Point localization data
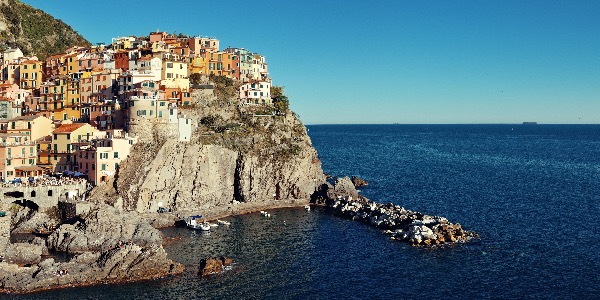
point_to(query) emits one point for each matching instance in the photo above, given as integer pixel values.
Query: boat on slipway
(193, 222)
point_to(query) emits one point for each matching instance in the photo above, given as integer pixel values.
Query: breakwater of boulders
(399, 223)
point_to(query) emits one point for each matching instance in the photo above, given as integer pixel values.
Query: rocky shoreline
(105, 245)
(399, 223)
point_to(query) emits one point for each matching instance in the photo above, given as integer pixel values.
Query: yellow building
(65, 141)
(36, 127)
(71, 64)
(198, 64)
(173, 70)
(73, 99)
(17, 156)
(53, 92)
(31, 73)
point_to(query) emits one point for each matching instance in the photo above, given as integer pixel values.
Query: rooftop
(68, 128)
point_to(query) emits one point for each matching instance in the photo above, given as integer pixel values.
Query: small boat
(223, 222)
(194, 224)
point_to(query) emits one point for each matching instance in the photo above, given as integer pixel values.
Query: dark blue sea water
(531, 192)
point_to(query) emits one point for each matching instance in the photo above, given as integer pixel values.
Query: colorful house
(65, 141)
(101, 158)
(31, 74)
(18, 156)
(256, 92)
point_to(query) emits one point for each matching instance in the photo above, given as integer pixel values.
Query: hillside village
(71, 113)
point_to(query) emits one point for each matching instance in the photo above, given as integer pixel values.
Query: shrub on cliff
(281, 103)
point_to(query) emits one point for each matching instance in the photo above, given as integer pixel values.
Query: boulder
(104, 227)
(358, 182)
(23, 254)
(213, 265)
(344, 188)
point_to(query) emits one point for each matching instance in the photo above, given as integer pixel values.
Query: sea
(532, 192)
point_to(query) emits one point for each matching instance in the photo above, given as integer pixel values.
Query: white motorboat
(194, 224)
(223, 222)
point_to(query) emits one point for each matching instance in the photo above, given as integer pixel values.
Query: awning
(29, 168)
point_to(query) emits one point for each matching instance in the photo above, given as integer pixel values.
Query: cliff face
(34, 31)
(233, 156)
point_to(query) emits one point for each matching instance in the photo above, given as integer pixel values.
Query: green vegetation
(196, 78)
(281, 103)
(35, 32)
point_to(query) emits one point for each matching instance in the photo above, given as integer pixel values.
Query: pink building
(100, 160)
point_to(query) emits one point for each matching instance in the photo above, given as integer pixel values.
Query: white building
(256, 92)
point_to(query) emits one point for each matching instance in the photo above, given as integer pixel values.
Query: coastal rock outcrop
(261, 159)
(209, 266)
(401, 224)
(358, 182)
(102, 228)
(129, 262)
(108, 246)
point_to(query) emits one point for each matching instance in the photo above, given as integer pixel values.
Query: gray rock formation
(101, 229)
(22, 253)
(259, 160)
(343, 187)
(358, 182)
(112, 245)
(129, 262)
(401, 224)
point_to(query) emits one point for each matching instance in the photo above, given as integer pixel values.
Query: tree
(281, 103)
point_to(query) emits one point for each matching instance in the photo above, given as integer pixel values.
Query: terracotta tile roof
(24, 118)
(67, 128)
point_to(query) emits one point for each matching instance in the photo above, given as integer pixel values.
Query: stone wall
(4, 230)
(43, 196)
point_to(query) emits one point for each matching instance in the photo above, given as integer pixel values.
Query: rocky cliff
(34, 31)
(107, 246)
(236, 155)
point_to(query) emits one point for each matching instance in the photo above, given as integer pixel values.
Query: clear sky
(388, 61)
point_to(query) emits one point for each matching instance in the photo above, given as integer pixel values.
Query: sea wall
(44, 196)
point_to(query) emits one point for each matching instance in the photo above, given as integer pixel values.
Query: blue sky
(391, 61)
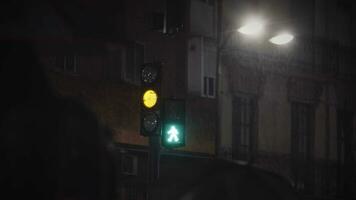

*Assigned task*. The data must be repeated exactly. Any pictures in it are to be left out.

*Answer to the problem*.
point_to(query) emits one point for each matching instance in the photo above, given as integer pixel values.
Query: boat on slipway
(193, 222)
point_to(query) emits one point for each matching instance in the photo above, given as integer pixel values.
Query: breakwater of boulders
(399, 223)
point_to(query) emits one point for each matching instance in the photo above, given as integer pixel values.
Query: rocky shoreline
(105, 245)
(399, 223)
point_to(query) emits one point for each matching instance in the photo above, given as integer pixel values.
Query: yellow building
(65, 141)
(36, 127)
(71, 64)
(198, 64)
(173, 70)
(73, 99)
(17, 156)
(53, 92)
(31, 73)
point_to(query) emits one point for each matching instance in the photo above, given as integer pixel values.
Query: rooftop
(68, 128)
point_to(query) emits one point for each matching instance in the photo above, given as integer pixel values.
Query: small boat
(223, 222)
(194, 224)
point_to(query) emits one point for each matching instance in the photo above, given as integer pixel values.
Query: dark blue sea water
(531, 192)
point_to(query) emits one point for each matching instance in the photo above, given as integer pixel values.
Query: colorful house
(65, 141)
(101, 158)
(31, 74)
(18, 156)
(256, 92)
point_to(query) emits one point for each matching instance in the photo above, given as integer pixel values.
Query: hillside village
(71, 113)
point_to(query) emits one point for each matching instance in the photo above, given as integer pixel values.
Query: shrub on cliff
(281, 103)
point_to(query) emits one point for each matching instance in the photo above, given as integer pixel values.
Query: boulder
(104, 227)
(358, 182)
(23, 254)
(213, 265)
(344, 188)
point_to(query) emits one point for each matching instance in the photo above, given as integer pixel values.
Query: sea
(532, 192)
point_to(query) emits one point for each matching instance in the photo above, given as integer pixel values.
Query: white motorboat
(194, 224)
(223, 222)
point_to(query) emits one point for each matching instance in the photo above, given as integer pixel values.
Query: awning
(29, 168)
point_to(query) emits one point for each matching instance in the photo above, given as integer pixel values.
Query: cliff face
(34, 31)
(233, 156)
point_to(query) emits one point for each matching instance in the photo above, given as integer pixel values.
Query: green vegetation
(196, 78)
(281, 103)
(35, 32)
point_to(query) emits one point for each matching instance in the photo above, given as integer pixel values.
Query: pink building
(100, 160)
point_to(query) emits one point for each matching instance in the photo above, given as integer pixel values.
Query: white building
(256, 92)
point_to(query) emits one point for each matching instance in the photo above, given as integer pixel values.
Query: coastal rock outcrop
(261, 159)
(209, 266)
(401, 224)
(358, 182)
(102, 228)
(129, 262)
(108, 246)
point_to(query) emits one point for each matching instance in the photo above, given as integer pixel values.
Query: gray rock formation
(101, 229)
(22, 253)
(259, 160)
(343, 187)
(358, 182)
(112, 245)
(129, 262)
(401, 224)
point_to(query) emits one point for each matching instance in the photo above, given as integer pixel values.
Query: tree
(281, 103)
point_to(query) emits one point for each matching instance in the photo above, given as integer pixel values.
Query: terracotta tile roof
(24, 118)
(67, 128)
point_to(query) emits one point for each matching instance in the photo above, given as integer pixel values.
Query: stone wall
(4, 230)
(43, 196)
point_to(query) emits one point for each matching instance in the photo above, given as integer pixel values.
Query: rocky cliff
(34, 31)
(107, 246)
(236, 155)
point_to(query) emits one point for each matching instance in the photo above, given as integer pixel values.
Query: clear sky
(388, 61)
point_to(query) emits one point for each matching instance in the photo above, given as integer pixel values.
Query: sea wall
(44, 196)
point_to(query) emits one point for each matching instance in the photo above, given as integer pixel values.
Query: blue sky
(391, 61)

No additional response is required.